[About this exercise]
The copy should run from the line containing "I need to find the on-screen element for the dark" through the last line of the entries below, exactly as written, with pictures omitted.
*** Opening Exercise data ***
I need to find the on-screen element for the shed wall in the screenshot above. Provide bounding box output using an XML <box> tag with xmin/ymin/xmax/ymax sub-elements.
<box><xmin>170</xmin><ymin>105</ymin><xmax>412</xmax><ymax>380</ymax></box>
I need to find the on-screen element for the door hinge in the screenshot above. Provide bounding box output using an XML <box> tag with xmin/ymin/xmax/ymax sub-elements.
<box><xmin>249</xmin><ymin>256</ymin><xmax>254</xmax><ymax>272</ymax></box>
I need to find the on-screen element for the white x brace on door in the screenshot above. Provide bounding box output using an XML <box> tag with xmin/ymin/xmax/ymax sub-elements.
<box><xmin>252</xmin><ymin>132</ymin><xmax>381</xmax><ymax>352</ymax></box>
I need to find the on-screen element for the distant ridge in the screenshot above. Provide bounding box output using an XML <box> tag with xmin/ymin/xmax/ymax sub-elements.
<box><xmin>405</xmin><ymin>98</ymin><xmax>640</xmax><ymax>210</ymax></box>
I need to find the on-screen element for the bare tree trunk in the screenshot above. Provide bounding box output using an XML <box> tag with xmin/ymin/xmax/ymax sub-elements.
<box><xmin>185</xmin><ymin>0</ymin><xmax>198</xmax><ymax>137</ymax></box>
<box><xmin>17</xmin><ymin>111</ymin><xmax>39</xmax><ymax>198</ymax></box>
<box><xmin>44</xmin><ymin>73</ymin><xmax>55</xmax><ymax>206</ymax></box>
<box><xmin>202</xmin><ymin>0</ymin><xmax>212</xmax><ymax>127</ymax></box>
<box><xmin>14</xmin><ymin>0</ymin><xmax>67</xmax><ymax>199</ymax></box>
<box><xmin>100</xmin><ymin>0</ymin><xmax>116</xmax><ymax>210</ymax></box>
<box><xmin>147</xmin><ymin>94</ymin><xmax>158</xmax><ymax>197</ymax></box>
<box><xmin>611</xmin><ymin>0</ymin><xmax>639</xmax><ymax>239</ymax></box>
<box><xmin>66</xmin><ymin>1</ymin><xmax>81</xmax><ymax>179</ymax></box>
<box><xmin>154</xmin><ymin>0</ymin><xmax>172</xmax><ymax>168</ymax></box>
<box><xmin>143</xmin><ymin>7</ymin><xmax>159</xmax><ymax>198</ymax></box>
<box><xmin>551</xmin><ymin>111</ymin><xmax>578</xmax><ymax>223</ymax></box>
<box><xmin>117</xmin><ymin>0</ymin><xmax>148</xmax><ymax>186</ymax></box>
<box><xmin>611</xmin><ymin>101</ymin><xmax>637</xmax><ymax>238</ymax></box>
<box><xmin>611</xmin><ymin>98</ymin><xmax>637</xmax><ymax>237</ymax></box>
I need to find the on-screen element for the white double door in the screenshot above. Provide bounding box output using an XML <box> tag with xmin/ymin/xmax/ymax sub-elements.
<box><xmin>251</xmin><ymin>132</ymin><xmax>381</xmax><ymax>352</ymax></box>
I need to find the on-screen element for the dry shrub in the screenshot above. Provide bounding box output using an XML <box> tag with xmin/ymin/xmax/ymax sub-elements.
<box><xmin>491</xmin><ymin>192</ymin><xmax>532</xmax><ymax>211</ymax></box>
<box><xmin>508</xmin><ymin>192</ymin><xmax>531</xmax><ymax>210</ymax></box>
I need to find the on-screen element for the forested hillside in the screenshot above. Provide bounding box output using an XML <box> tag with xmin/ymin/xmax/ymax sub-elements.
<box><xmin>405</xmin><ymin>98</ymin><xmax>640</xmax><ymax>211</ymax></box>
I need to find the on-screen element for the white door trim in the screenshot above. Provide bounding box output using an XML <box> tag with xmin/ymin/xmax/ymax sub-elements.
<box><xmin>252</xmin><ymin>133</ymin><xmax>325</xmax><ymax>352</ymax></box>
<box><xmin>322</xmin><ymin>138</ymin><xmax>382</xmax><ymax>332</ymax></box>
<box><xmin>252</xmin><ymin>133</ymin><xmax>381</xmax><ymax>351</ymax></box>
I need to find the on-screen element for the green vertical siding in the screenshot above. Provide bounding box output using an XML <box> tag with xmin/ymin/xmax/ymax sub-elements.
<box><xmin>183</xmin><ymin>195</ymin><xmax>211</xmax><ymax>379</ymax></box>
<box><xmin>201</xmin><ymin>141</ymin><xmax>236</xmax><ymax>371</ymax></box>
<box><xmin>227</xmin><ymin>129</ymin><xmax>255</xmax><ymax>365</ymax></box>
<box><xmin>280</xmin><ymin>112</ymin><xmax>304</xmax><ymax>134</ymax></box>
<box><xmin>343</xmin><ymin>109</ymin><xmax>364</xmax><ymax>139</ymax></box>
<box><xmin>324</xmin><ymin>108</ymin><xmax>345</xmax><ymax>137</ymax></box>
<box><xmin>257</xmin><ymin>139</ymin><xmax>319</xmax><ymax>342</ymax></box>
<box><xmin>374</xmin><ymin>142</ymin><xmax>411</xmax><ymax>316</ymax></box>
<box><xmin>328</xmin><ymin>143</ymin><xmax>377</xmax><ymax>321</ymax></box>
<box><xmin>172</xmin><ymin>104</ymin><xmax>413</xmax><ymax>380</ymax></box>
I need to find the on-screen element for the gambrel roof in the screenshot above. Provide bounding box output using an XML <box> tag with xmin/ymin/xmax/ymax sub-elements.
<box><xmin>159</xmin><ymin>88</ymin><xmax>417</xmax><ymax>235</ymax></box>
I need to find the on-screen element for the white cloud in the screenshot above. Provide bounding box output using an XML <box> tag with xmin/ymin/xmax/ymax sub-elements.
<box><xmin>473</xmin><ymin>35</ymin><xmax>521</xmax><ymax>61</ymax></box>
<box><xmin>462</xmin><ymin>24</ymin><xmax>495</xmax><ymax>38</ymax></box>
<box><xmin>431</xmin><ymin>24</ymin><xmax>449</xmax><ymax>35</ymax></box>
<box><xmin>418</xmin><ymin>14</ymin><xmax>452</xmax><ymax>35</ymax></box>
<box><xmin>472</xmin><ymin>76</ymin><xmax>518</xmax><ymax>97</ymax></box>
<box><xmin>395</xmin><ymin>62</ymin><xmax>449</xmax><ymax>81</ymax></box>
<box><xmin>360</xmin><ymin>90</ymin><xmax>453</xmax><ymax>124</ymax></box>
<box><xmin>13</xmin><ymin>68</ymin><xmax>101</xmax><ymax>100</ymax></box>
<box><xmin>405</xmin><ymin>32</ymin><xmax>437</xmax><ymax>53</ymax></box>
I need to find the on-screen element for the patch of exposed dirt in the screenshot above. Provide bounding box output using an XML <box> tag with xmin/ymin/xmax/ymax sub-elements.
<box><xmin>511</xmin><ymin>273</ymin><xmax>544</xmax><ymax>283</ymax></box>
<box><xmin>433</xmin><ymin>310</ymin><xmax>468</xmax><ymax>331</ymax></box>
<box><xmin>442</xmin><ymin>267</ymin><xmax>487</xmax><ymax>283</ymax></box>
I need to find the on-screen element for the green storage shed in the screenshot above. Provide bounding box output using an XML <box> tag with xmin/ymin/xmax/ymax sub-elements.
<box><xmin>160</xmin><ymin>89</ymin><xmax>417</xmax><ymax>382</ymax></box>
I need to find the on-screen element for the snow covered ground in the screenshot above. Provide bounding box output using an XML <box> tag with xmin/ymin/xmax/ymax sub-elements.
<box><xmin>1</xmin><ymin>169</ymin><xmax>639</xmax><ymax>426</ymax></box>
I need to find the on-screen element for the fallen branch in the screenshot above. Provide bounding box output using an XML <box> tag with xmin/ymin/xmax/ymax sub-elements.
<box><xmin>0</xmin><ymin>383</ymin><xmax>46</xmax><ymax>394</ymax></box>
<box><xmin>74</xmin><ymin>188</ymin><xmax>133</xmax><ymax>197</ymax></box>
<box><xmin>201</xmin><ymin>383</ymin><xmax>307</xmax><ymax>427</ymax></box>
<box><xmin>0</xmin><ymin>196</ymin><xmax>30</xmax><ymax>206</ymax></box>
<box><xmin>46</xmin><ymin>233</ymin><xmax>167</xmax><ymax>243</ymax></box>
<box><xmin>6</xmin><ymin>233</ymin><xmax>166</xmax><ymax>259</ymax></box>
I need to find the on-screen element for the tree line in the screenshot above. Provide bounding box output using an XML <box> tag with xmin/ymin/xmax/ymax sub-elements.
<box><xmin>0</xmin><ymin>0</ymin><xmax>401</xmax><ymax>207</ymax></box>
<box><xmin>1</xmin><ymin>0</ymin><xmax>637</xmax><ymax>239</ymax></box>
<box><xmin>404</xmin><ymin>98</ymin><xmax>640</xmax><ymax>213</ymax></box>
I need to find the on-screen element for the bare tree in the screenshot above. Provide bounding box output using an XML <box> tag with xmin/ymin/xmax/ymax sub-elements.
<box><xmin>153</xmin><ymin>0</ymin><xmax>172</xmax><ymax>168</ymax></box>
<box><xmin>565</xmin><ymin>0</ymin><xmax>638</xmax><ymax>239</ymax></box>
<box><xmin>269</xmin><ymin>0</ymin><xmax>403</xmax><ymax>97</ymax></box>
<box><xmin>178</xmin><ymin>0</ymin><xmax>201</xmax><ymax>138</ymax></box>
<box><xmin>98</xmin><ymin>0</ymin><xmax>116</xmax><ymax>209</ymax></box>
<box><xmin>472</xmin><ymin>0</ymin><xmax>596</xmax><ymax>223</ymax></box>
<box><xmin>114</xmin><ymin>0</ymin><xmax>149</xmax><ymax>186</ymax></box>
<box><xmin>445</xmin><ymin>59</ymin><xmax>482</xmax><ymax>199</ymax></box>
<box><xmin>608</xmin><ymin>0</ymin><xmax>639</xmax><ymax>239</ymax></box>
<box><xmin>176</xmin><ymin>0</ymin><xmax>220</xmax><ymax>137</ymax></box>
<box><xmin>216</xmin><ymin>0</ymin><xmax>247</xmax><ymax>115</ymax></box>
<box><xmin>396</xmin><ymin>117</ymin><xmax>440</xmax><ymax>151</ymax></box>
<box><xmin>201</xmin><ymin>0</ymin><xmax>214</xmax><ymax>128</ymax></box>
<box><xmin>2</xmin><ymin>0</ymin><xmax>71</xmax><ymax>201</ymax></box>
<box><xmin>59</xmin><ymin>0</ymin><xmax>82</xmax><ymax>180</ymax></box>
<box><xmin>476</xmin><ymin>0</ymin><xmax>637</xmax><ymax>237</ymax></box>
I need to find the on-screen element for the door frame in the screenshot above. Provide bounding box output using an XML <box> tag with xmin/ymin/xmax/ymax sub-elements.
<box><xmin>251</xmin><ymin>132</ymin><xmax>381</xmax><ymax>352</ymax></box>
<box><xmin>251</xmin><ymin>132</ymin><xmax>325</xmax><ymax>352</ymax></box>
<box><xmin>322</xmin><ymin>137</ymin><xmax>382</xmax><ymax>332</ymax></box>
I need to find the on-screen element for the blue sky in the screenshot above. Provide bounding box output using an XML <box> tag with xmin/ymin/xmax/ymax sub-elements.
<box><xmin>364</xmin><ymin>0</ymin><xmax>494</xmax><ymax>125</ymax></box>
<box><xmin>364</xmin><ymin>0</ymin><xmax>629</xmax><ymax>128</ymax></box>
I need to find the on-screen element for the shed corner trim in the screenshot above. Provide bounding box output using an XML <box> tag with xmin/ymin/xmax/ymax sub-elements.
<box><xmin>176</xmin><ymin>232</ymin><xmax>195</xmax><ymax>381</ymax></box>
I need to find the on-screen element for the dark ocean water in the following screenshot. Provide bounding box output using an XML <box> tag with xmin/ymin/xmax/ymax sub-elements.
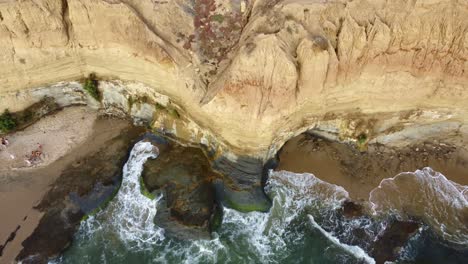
<box><xmin>52</xmin><ymin>141</ymin><xmax>468</xmax><ymax>264</ymax></box>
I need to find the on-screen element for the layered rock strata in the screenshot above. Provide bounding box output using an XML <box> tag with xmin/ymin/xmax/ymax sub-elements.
<box><xmin>0</xmin><ymin>0</ymin><xmax>466</xmax><ymax>157</ymax></box>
*** Closing Exercise data ***
[Task response]
I need to find the on-screen element for the dark ocean water in the following screenshot. Provide bounding box output using an XML <box> tag with xmin/ymin/xmax/ymax sub-elements.
<box><xmin>52</xmin><ymin>141</ymin><xmax>468</xmax><ymax>264</ymax></box>
I need to find the on-screen element for the layered rock strata in the screenshot above. Provide bounding box output using an XML <box> tag with xmin/ymin/xmax/ymax sub-elements.
<box><xmin>0</xmin><ymin>0</ymin><xmax>466</xmax><ymax>157</ymax></box>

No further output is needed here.